Text passage

The surviving photographs of my great-grandfather Isbrand Janzen (b. 1863) consistently give profile to his cane.
Our earliest photograph of Isbrand is about 1902, age 38 in
Spat, Crimea. His cane or crutch is on prominent display and already
part of his identity. He married late—age 32 in 1893; maybe because of his leg?
His wife was the widow Elisabeth Plönnert Böse, and she brought three children
into the marriage.
In their fifth year of marriage the couple experienced a double grief: their two children died within nine days each other, ages 1½ and 3, January 1898 (note 1).
Both Isbrand and Elisabeth were born in the Molotschna
Colony in the village of Petershagen; Elisabeth’s parents were more recent
immigrants (note 2). Isbrand’s grandfather was one of the pioneer settlers of
the village.
How and when Isbrand came to Crimea is unclear. In 1860
after the Crimean War, the Molotschna Colony purchased 40,000 desiatini of land
in Crimea for a daughter colony. By the start of World War I, approximately
3,500 Mennonites were living in Crimea, and 4,817 Mennonites (892 families) in
1926 across 70 villages (note 4).
Isbrand was not an estate owner, but the first family
portrait indicates that they were materially comfortable. The second family
photo was taken ca. 1907. Again, the cane is profiled as part of his identity.
The youngest in the photograph would die skating on a pond with two Teichrob
boys in 1914.
During the Russian Revolution the Crimean Peninsula was the last hold-out of the White Army, and so the population was not raided by the Makhno anarchists as in the mother colonies. But the Revolution left destruction everywhere.
Starting 1921 Lenin’s New Economic Policy (NEP) allowed for
some small-scale private farms and cooperative organizations, and Mennonites
were quick to try and rebuild within the limits imposed; the Crimean Mennonite
Agricultural Society was soon organized (note 5). The famine of 1922 took on
horrific proportions (note 6).
American Mennonite Relief came largely through the Crimean
port city of Sevastopol, and Mennonites in Spat—one of the largest Mennonite
villages in Crimea, with high school, mills, churches. etc.—benefitted.
When the American Fordson tractors arrived, there was a lack
of specialists to operate and maintain them, and the Agricultural Society made
an effort to train "tractorists” (note 7). The small freedoms of the early
1920s did not last long and, like the sister society in Molotschna, the Society
was soon forced to close (for a sample “poison” letter to the Bolshevik German
newspaper for Crimea in 1926, cf. note 8).
For Crimean Mennonites, their greatest fear was for their children’s future, and this grew from year to year. In 1928, Saat (Communist “Seed”), the organ of the Central Committee of the Communist Youth League of Ukraine published the following article: “A Declaration of Crimean Mennonite Youth to the Soviet Government: 'Youth Expose the Hoax of the Preachers. The Mennonite youth joins the ranks of the active defenders of the S.S.S.R.'" The article claimed that forty-two Crimean Mennonites signed their readiness to enter military service with arms. The claims of the paper were dubious at best, but the probability that their youth would rapidly distance themselves from church was real and an ever-present anxiety. Isbrand’s children were still part of that demographic (note 9).

Given entries

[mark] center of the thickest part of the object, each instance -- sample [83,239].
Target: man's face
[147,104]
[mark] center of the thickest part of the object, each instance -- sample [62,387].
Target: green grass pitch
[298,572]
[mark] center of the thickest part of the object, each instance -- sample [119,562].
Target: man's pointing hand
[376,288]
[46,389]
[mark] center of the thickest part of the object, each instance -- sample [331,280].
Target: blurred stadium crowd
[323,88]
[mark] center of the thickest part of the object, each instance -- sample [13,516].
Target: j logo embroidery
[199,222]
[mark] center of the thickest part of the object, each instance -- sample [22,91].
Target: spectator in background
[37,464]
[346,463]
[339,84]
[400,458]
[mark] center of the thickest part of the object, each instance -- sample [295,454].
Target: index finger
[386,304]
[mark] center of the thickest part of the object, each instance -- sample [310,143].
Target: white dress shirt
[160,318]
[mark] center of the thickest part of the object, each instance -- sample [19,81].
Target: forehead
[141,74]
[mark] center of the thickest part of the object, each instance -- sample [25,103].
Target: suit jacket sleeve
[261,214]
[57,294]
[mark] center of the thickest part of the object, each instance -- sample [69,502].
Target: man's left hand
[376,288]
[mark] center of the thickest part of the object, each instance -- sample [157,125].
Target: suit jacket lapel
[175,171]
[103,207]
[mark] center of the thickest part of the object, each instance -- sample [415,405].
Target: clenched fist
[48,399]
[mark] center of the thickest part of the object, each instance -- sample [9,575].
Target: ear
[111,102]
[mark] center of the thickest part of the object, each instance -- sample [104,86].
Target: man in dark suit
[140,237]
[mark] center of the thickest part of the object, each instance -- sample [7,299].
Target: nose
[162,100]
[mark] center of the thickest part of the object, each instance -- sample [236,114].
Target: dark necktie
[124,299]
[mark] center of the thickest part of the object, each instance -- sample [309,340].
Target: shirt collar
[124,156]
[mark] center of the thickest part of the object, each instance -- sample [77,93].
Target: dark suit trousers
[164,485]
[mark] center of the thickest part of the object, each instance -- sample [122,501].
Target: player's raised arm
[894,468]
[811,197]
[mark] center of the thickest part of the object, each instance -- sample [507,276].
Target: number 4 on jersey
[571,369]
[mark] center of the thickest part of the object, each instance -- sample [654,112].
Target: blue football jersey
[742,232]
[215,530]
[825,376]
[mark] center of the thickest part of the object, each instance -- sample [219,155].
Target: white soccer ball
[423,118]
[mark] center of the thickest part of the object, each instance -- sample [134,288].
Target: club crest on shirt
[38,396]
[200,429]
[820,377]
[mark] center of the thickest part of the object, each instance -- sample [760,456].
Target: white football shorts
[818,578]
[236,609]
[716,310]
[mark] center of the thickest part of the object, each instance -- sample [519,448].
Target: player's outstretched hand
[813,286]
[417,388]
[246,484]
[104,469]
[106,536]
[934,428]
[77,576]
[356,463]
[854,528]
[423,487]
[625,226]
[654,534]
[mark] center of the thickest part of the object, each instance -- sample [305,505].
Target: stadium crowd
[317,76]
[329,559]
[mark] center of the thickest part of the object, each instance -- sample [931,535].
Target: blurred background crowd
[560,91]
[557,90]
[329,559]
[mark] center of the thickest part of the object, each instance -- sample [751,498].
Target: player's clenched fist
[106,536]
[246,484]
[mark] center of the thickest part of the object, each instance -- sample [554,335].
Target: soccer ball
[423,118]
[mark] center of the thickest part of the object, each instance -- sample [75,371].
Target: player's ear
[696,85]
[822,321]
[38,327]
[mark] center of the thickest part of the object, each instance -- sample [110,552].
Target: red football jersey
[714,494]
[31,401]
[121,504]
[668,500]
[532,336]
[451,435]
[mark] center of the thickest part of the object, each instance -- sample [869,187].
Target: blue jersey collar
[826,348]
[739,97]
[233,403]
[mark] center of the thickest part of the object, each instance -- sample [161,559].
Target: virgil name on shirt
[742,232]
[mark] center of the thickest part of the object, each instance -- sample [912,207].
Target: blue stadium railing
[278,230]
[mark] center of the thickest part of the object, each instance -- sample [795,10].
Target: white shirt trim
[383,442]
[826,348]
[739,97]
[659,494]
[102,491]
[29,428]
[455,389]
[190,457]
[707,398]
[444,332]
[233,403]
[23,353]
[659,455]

Given exercise
Please copy the Isbrand Janzen text word for word, between "Our earliest photograph" and "1898 (note 1).", inclusive.

Right answer
Our earliest photograph of Isbrand is about 1902, age 38 in
Spat, Crimea. His cane or crutch is on prominent display and already
part of his identity. He married late—age 32 in 1893; maybe because of his leg?
His wife was the widow Elisabeth Plönnert Böse, and she brought three children
into the marriage.
In their fifth year of marriage the couple experienced a double grief: their two children died within nine days each other, ages 1½ and 3, January 1898 (note 1).